Try it » In the listing that follows, count the lines holding the word "light" and report only that number.

Data under study »
Content starts

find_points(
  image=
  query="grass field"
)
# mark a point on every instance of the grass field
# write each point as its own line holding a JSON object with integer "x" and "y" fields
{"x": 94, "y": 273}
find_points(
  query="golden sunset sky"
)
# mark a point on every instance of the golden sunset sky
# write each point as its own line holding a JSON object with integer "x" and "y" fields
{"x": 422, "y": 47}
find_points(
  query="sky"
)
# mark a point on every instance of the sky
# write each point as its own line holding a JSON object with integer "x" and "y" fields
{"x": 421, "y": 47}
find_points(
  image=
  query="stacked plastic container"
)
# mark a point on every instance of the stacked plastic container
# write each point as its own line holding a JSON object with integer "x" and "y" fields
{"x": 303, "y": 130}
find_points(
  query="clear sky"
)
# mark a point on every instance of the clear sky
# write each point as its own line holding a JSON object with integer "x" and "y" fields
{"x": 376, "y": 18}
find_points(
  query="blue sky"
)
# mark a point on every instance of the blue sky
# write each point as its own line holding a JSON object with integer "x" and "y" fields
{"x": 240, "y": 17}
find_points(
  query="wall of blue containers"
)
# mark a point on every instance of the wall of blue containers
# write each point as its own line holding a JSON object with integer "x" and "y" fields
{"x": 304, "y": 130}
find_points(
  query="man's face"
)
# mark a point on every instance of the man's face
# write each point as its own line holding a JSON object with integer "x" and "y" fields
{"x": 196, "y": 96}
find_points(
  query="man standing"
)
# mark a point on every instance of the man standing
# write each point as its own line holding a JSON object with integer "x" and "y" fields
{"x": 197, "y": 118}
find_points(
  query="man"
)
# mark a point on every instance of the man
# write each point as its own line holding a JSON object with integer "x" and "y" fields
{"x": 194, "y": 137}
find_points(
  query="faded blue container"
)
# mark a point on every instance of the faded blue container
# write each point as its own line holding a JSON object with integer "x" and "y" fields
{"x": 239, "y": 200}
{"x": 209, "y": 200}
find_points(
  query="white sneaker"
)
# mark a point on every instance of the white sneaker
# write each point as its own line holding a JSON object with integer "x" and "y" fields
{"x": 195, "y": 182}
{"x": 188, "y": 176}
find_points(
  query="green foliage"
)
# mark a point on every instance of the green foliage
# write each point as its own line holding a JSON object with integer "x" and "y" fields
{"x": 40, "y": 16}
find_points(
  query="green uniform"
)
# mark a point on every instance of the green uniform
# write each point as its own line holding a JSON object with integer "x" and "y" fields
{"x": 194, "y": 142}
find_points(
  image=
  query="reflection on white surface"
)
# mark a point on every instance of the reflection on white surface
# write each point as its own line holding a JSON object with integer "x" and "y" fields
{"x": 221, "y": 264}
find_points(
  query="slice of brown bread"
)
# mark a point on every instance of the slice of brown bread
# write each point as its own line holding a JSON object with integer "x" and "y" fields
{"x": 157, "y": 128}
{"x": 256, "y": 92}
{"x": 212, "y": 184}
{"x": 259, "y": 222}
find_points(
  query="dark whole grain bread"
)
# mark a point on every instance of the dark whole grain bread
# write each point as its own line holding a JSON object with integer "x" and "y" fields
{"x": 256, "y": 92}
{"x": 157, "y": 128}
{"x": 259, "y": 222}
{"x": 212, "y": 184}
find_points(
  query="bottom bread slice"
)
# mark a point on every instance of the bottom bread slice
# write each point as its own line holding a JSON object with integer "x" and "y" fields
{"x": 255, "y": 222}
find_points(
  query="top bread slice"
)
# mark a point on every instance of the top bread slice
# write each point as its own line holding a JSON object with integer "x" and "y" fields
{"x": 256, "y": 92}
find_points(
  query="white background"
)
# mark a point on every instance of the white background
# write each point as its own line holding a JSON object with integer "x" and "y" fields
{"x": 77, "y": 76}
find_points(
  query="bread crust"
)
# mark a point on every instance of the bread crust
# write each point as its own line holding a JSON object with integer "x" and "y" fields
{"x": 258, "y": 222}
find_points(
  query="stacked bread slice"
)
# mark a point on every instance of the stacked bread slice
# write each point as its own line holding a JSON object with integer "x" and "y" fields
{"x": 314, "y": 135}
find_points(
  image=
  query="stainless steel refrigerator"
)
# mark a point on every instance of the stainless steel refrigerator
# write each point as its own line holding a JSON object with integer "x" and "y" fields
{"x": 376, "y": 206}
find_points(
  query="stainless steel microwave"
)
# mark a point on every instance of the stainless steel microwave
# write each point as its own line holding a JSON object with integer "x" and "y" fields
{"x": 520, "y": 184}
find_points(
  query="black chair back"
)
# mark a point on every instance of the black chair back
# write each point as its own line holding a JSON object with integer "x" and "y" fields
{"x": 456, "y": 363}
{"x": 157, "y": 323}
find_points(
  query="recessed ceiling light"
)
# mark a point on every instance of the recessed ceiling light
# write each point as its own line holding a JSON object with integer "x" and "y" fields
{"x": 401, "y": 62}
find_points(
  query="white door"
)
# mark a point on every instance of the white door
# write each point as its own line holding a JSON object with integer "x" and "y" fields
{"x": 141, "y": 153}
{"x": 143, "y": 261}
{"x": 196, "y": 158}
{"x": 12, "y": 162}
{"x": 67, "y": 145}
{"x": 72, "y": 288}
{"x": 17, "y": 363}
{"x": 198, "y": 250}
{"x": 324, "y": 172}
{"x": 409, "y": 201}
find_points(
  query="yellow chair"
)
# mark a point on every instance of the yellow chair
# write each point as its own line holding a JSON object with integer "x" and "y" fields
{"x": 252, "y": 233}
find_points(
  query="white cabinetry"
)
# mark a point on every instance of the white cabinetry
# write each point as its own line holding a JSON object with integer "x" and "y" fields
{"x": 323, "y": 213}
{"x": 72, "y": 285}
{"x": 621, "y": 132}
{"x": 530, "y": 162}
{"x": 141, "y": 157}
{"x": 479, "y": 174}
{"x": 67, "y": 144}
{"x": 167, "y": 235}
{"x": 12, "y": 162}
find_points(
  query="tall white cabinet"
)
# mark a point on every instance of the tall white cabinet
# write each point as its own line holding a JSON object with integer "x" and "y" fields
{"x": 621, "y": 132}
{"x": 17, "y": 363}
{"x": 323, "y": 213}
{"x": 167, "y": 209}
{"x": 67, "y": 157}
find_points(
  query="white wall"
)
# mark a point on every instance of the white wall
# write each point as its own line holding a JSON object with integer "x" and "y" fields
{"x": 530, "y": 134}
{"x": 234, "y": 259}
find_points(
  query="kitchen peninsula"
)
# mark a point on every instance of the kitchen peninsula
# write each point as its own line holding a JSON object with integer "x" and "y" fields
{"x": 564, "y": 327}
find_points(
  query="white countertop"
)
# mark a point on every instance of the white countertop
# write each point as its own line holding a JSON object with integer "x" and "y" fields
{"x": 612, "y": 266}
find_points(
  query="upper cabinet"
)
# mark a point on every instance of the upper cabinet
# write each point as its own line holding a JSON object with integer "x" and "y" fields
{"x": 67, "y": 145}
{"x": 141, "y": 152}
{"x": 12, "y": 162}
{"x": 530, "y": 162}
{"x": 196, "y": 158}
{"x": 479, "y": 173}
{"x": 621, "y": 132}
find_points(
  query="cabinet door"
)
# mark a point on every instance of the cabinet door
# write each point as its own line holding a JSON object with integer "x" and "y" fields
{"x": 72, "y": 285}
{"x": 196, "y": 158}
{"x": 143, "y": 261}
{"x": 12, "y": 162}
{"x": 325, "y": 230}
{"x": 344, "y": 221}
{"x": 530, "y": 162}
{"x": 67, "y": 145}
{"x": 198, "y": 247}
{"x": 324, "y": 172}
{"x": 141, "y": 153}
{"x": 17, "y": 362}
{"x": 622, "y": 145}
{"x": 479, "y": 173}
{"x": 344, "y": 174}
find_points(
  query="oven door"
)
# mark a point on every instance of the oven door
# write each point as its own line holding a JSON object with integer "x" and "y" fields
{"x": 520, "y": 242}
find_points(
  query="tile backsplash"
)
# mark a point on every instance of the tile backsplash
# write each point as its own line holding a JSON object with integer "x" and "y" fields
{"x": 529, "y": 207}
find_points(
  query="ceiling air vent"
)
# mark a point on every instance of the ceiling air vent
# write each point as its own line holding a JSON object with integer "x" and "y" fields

Content ends

Answer to this exercise » 2